■ Page text ■
◆ ◆ ◆ ◆ ◆ ◆ ◆

HACKER Q&A
📣 trwhite

Why do HN programmers seem happy about losing their jobs to AI?


First "vibe Engineering", now "context Engineering". Support for these kinds of posts is overwhelming.

In both cases, it seems programmers are feeding generative AI models to the extent that their involvement is minimal or almost redundant, making what they do seem trivial and devaluing their own work.


  👤 DamonHD Accepted Answer ✓
You seem to be writing off all HN devs as a homogenous mass and claiming that (a) they think that they will lose their jobs and (b) that that is welcome.

Plenty will disagree with one or both of those.

Unless you are here to start a fight, consider a more nuanced question, for a relatively broad audience.

(FWIW I disagree with you on both.)


👤 rorylaitila
Getting tokens on screen has not been the bottleneck for me in a long time. Knowing what to build and how to evolve an application from the current state into a future state, while keeping it short term, medium term, and long term coherent, is the bottleneck.

Until the AI can take the prompt: "Improve the product so that it will generate more sales, satisfy the government, and not piss off existing users", it is not going to replace me. For every task less than that, it does marginally improve my workflow.

For any programmers out there who are so untalented that they barely exist as more than a human token generator, they are indeed at risk.


👤 taylodl
I've been a software developer, engineer, architect - whatever you want to call it - for 40 years. Here's one simple truth that’s held up my entire career:

Stay current with technology, or your career will stall (or worse).

That’s it. But staying current gets harder with age:

- Family responsibilities reduce time for learning.

- Workload increases, leaving less time to explore.

- Developer community isolation makes it harder to stay connected.

- Learning new tech gets slower with age.

- You get jaded, most “new” tech is just old ideas repackaged with a lot of hype.

That said, you should try vibe coding. For someone like me, experienced but not always hands-on, it’s incredible how fast and well you can produce code. But here’s the catch: the more experience you have, the better your results. That’s why junior devs are falling behind. Veterans intuitively understand complexity, architecture, and their role in the process. They can “vibe” good solutions with little training - just experience.

◆ ◆ ◆ ◆ ◆ ◆ ◆

■ Things to do ■
(1) In the thread about AI and programming jobs, how many years has taylodl worked in software?
(2) Pick up the thread about AI and programming jobs after its final sentence and continue it.

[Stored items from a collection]
◆ ◆ ◆ ◆ ◆ ◆ ◆

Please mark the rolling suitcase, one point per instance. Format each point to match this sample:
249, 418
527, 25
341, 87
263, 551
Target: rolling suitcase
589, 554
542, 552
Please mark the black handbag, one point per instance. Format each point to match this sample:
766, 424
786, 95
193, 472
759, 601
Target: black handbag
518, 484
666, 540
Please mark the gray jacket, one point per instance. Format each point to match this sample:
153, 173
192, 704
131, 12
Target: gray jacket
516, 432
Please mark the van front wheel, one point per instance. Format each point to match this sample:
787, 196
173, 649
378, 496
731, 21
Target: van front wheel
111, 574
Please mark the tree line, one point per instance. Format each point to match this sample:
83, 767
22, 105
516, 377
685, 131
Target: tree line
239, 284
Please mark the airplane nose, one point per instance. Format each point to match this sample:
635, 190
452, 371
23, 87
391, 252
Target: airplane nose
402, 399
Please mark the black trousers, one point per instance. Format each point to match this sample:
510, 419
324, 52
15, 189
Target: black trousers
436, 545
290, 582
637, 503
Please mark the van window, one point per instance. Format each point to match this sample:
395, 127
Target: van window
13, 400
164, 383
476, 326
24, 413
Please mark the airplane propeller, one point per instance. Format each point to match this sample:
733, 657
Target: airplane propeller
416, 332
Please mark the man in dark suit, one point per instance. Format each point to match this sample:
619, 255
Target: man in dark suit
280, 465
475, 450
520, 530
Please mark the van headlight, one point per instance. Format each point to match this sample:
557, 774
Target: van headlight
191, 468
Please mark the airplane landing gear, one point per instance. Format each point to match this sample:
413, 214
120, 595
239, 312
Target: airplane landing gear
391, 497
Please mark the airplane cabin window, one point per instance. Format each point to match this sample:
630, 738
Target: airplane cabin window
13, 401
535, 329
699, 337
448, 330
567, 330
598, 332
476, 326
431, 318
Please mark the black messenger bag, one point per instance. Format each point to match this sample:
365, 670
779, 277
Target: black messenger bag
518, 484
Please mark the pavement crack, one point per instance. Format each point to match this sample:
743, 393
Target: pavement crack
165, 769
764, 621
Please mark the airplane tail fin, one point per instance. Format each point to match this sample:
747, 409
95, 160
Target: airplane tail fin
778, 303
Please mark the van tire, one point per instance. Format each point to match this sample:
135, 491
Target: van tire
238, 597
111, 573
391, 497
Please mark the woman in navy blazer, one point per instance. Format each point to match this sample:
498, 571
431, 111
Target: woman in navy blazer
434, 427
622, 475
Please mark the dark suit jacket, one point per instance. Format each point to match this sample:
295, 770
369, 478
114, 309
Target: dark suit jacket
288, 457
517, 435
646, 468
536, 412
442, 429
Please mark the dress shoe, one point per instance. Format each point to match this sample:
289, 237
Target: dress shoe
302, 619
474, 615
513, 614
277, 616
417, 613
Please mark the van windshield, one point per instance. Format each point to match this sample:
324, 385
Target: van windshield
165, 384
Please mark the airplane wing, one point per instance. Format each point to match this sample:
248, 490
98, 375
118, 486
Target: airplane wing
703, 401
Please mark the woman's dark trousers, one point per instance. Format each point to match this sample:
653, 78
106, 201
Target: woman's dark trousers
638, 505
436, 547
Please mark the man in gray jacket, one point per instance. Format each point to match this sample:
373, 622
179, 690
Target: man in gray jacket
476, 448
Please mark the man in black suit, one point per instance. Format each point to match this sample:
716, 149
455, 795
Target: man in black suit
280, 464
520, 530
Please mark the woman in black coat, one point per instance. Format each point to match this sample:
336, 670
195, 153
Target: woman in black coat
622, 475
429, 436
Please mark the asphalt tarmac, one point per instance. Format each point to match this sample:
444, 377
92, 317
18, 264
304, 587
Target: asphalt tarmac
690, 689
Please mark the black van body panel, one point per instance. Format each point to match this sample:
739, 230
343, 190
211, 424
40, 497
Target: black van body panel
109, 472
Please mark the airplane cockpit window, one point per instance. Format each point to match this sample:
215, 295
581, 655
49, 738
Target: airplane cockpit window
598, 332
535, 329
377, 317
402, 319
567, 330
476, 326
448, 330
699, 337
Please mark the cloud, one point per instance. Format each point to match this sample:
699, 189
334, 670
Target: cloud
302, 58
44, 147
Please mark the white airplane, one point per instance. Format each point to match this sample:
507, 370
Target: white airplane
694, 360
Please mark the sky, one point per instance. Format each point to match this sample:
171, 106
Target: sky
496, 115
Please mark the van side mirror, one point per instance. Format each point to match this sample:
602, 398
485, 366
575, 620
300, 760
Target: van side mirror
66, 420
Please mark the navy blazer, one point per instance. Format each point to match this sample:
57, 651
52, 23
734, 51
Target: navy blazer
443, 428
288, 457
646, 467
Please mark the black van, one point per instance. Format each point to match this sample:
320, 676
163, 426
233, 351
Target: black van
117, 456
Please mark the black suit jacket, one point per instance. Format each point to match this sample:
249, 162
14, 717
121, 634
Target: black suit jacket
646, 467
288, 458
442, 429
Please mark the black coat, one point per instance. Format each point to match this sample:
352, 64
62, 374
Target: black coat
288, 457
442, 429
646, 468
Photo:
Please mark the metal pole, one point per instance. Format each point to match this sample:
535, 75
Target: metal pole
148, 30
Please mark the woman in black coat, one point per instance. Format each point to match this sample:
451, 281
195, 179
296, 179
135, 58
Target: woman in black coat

◆ ◆ ◆ ◆ ◆ ◆ ◆

■ Replies ■
(1) 40 years.

(2)
And that’s the problem. You need experience to thrive in this new paradigm. But with students leaving CS programs and companies freezing junior hiring, we’re killing the pipeline. That’s dangerous. LLMs aren’t general AI, they’re tools. And tools are only as good as the craftspeople using them.

Meanwhile, if you’re still in the game, you can’t afford to get lapped.


👤 beardyw
I have been in the industry for over 50 years. The one constant has been change. Perhaps in the last decade there has been a certain degree of stability, but it won't last. What you know will be useless tomorrow. You need to be constantly learning and adapting or you are in the wrong job.

👤 happyaiprog
There is no "losing my job to AI". What I could do before I can now do x100. Now I can write 10,000 lines of highly directed code in one day. The only people losing their jobs are the ones who were not real programmers at heart and did it for money or simply as a job and they can be fired for all I care, I will do their work too.

👤 ThrowawayR2
Why would anyone not be happy? There's jolly great fun to be had all around.

- The Ph.Ds and other experts building LLMs are ecstatic because they're suddenly getting paid a fortune and having an entire industry paying attention to their every little utterance.

- The venture capitalists suddenly have a whole new technology to make their investment bets on and there are hordes of founders eager to vie for funding.

- The grifters and hustlers have new sexy buzzwords to attach to their dubious products to try to rip off the credulous.

- The fad chasers and résumé driven developers have a whole new silver bullet to pursue.

- The influencers, know-it-alls, pseudo-intellectuals, and net kooks have something new to pontificate on and debate each other about.

- The sort of programmer getting benefit from LLMs and arguing that education is no longer necessary get to fantasize about finally being free of gatekeeping and more skilled software engineers looking down on them.

I'm probably right on the edge of violating some kind of guideline so I shall stop there and say only that the chattering on HN should not be mistaken for what's going on in the real world.


👤 bigyabai
HN is mostly a finance forum. There is a veneer of "tech startup" discussion around it, but you shouldn't interpret the "hacker" to mean much besides hacking finance. Time has proved that notion right, a lot of the characteristic discourse of HN stems from economics more than hard science or code preferences.

I'd take the average comment with a grain of salt. There are talented programmers that use this site, but most users are probably not a prolific Carmack-esque SWE.